[Data records]
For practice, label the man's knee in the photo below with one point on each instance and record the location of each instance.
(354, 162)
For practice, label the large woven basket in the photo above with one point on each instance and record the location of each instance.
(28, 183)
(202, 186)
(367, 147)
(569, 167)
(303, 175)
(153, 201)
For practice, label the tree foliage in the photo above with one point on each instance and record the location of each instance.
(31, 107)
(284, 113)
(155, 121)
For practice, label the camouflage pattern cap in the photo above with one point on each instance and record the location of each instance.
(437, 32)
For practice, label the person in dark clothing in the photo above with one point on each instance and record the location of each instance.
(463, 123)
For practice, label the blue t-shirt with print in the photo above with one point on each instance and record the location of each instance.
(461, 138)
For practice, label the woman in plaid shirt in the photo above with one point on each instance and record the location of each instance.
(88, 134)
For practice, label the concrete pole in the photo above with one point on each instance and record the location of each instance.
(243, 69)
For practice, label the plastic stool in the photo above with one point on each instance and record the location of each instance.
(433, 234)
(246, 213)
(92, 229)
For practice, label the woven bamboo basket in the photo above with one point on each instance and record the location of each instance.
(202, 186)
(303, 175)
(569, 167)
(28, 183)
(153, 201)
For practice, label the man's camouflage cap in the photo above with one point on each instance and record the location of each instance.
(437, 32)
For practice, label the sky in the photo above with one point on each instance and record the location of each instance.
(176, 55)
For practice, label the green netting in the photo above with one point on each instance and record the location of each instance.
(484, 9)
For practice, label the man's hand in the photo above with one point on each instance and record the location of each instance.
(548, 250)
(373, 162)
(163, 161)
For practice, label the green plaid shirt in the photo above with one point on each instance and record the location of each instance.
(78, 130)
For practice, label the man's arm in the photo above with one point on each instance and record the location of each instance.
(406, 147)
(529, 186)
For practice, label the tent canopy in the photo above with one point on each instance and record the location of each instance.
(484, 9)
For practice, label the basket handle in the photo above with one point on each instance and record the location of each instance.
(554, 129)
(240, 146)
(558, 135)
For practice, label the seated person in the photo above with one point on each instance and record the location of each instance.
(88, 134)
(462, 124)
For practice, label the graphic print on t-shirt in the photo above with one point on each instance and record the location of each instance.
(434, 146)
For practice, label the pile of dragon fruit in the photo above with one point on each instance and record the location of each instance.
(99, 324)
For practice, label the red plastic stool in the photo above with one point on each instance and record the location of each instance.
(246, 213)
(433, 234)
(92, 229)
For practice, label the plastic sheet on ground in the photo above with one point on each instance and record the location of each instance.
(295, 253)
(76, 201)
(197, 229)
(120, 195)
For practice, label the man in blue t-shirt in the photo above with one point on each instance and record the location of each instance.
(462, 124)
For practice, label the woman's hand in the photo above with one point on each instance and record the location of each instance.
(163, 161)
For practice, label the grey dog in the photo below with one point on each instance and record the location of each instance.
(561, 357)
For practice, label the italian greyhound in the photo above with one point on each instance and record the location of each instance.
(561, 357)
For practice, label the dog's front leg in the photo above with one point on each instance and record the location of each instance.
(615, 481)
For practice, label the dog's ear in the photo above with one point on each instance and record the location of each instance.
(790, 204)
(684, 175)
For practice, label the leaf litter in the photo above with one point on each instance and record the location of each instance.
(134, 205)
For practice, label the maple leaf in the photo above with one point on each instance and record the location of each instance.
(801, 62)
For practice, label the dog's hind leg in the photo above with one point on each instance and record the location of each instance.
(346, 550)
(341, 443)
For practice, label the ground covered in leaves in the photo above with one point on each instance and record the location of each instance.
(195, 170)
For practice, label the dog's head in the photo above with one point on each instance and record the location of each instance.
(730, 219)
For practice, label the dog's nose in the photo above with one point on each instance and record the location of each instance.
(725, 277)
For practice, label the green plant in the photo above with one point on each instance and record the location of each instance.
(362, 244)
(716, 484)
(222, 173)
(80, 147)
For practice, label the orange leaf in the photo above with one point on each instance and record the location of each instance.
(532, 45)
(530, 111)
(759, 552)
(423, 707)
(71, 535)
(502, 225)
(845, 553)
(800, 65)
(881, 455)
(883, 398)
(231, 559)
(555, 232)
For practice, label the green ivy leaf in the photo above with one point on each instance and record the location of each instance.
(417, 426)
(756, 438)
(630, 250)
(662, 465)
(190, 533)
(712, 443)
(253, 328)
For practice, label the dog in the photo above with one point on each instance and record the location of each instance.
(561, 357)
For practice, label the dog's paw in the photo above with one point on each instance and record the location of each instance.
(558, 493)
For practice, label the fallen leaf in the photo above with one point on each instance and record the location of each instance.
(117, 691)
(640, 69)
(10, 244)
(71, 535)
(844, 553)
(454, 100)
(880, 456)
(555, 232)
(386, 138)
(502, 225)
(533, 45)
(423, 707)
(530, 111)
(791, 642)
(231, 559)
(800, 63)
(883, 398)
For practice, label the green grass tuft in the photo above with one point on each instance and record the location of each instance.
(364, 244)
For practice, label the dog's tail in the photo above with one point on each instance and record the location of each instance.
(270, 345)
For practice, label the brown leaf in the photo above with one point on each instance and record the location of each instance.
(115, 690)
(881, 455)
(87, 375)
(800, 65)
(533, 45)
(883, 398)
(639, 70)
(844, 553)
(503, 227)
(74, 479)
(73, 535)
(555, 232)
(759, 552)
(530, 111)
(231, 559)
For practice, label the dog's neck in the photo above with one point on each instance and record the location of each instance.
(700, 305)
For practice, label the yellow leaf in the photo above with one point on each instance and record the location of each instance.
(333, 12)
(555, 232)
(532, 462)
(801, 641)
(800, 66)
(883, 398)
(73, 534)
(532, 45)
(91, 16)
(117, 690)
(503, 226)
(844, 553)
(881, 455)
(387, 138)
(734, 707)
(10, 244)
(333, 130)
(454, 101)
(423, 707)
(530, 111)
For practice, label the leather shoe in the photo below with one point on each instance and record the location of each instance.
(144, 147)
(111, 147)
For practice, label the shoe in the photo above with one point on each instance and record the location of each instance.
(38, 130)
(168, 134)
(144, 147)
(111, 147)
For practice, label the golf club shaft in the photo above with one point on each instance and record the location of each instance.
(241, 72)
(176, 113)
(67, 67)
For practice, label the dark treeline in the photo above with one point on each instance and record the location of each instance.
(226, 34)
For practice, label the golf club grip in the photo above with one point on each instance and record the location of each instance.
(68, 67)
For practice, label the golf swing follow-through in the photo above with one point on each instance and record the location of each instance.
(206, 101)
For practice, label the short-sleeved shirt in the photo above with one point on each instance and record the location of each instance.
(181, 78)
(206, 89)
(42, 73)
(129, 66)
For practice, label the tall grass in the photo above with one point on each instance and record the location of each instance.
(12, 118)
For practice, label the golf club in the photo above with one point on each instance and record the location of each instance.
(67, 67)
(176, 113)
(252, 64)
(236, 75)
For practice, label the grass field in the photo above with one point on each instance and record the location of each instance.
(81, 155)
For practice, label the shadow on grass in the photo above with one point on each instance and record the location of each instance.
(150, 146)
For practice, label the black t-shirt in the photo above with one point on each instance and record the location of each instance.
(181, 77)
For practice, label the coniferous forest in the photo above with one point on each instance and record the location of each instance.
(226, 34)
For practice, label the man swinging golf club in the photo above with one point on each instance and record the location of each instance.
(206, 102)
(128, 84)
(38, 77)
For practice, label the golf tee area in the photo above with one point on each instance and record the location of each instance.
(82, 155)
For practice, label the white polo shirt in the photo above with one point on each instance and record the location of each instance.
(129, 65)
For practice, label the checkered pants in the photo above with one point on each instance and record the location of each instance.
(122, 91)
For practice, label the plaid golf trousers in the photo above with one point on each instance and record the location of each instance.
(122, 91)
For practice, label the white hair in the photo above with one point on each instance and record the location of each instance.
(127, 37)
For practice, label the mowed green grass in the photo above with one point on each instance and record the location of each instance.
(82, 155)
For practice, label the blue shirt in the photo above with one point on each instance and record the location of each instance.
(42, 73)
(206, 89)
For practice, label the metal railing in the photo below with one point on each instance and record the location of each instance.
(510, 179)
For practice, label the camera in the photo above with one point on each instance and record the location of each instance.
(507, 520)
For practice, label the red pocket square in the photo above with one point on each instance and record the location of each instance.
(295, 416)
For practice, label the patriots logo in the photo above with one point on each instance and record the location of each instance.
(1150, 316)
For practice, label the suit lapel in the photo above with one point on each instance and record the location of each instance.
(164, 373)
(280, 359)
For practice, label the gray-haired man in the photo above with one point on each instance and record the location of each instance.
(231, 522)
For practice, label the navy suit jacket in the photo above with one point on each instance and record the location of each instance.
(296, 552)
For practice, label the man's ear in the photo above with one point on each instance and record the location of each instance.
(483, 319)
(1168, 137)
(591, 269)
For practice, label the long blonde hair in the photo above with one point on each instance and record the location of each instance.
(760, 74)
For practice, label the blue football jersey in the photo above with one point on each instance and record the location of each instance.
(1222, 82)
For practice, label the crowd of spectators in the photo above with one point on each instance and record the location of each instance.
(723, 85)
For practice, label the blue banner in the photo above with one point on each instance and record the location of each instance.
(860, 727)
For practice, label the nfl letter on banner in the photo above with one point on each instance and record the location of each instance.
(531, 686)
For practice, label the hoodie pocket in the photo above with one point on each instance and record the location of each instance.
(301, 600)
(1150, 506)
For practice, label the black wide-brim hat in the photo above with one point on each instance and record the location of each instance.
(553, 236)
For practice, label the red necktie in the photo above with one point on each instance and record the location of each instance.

**WORK REQUIRED**
Exactly as they appear above, write out the line containing "For practice, label the camera" and each line that comes after it in the records.

**TASK OUTPUT**
For practice, label the camera in the photo above with one point on each instance and record the location of each instance.
(507, 520)
For practice, label the red pocket square in the photo above with one point on each instance and record the location of each instance.
(295, 416)
For practice, label the patriots logo in the photo above with one point on each instance and record the location of each instance.
(1150, 316)
For practice, label the suit lapel in the photo above with one point on each instance and record the location of each instance.
(164, 373)
(280, 359)
For practice, label the gray-haired man in the photo above with one point on each instance and record the location of each instance.
(231, 522)
For practice, label the navy suit jacket in the photo above with one point on each instance and record the location of each instance.
(296, 552)
For practice, label the man's ear in the photo above with one point on each instance and record the location of each instance.
(483, 319)
(1168, 137)
(591, 269)
For practice, label the long blonde hair in the photo above with one point on each instance and record the location of each instance.
(760, 74)
For practice, label the blue football jersey in the photo above with one point on each instance and record the location of each instance.
(1222, 82)
For practice, label the crowd of spectators in the photo above with one point on each instance and record the location of each instance.
(723, 85)
For practice, label the blue banner in the photo above with one point on each instance and record the location of each instance.
(860, 727)
For practice, label the nfl letter on banner in the photo above with one point on each instance and record the location of each instance.
(531, 686)
For practice, label the hoodie pocket in the photo above with one point on each instance and record the location of each instance.
(301, 600)
(1150, 506)
For practice, label the black wide-brim hat in the photo above with one point on each instance and record the location of each instance.
(553, 236)
For practice, label the red necktie in the photo above with one point on each instance and record the location of each instance.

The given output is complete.